§ TASK DETAILS: Starting at the line with "Player-tracking tagging: indicate the locomotive door", transcribe each line through the final one, both included, and add nothing.

§ INFORMATION SUPPLIED:
※
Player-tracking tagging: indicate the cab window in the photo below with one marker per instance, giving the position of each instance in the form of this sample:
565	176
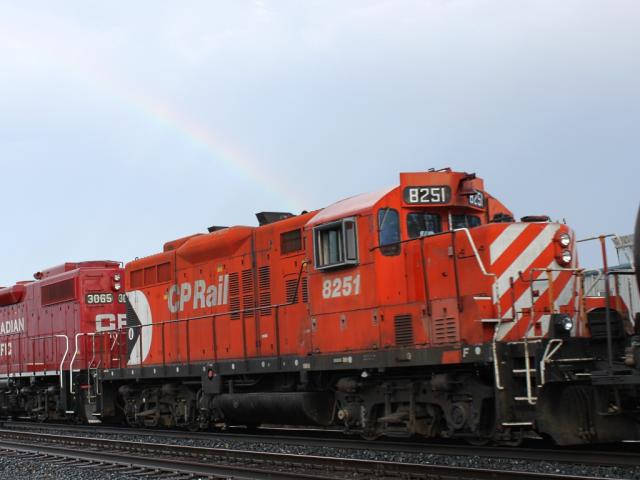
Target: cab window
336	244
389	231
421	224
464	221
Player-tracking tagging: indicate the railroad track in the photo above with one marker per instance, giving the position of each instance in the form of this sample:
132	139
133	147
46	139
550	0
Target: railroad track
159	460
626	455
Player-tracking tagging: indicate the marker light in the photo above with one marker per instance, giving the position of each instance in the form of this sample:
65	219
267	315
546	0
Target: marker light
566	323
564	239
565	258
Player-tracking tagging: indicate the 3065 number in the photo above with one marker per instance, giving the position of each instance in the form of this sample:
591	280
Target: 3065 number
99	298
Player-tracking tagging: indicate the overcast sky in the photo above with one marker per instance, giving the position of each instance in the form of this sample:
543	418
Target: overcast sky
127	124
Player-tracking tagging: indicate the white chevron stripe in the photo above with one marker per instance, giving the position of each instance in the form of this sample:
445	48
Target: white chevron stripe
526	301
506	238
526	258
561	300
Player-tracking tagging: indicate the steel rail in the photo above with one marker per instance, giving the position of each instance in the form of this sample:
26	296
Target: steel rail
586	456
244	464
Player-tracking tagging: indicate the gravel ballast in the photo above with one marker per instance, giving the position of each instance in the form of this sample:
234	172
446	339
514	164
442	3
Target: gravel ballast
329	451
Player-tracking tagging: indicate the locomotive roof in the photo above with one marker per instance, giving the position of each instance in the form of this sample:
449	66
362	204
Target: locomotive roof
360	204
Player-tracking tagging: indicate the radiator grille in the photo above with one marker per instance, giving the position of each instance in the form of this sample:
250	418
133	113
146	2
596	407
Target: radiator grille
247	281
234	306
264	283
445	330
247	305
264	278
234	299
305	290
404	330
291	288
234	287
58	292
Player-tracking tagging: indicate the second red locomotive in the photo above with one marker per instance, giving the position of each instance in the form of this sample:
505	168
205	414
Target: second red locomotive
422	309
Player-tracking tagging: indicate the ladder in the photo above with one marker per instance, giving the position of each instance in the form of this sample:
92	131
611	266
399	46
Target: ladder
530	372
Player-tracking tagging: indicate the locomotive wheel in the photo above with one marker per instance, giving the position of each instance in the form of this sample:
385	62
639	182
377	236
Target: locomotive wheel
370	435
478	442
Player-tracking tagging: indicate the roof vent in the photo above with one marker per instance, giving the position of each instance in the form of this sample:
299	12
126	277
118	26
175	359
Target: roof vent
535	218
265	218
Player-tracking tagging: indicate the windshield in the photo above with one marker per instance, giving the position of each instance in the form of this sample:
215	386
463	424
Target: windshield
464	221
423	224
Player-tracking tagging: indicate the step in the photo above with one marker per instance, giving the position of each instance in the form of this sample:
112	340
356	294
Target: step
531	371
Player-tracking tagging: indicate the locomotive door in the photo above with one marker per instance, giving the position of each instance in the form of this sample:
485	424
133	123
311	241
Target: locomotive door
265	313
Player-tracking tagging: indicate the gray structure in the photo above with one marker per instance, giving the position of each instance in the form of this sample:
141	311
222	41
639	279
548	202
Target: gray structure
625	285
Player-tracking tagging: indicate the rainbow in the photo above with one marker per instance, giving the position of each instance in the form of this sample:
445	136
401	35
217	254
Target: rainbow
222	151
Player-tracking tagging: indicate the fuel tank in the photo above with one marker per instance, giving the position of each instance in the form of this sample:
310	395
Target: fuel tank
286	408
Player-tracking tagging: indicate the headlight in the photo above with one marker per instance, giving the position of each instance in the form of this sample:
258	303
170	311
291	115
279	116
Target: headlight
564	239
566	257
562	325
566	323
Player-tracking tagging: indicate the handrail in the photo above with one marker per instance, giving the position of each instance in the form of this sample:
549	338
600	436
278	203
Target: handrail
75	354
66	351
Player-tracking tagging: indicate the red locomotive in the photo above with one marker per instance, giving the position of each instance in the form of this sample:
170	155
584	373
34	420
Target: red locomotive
※
§ THE SOLUTION:
Player-tracking tagging: indicate the locomotive door in the photo above with one marker per instance, giving the position of each instance in the form of this sample:
485	424
133	123
311	241
Target: locomotive door
265	313
Player-tracking tagging: indicate the gray structure in the photo above with one marker per instance, giving the position of each instance in the form of this sample:
141	311
222	41
639	279
548	202
Target: gray structure
625	285
Player-tracking tagging: indicate the rainbow in the photo above with one marker per instance, giving the position of each instance in the form of this sample:
445	136
401	35
217	254
Target: rainbow
222	151
Player-tracking tagging: indicate the fuel tank in the photo above with one marker per instance, giving the position of each instance in the form of this sample:
310	395
Target: fuel tank
286	408
Player-tracking tagging: indicate the headlight in the photo above with one marker per instance, giving the position of each instance in the form of this sample:
258	303
170	311
291	115
279	116
Target: headlight
564	239
566	257
562	325
566	323
Player-tracking tagging: indicate the handrail in the photo above with one marker per instance, giving the position of each instance in the form of this sample:
549	338
600	436
278	203
Target: handrail
75	354
66	351
Player-tracking tagging: indicate the red locomotive in the photo above with one marker per instance, giving the position of each instance in the form of this sample:
170	155
584	373
34	420
Target: red locomotive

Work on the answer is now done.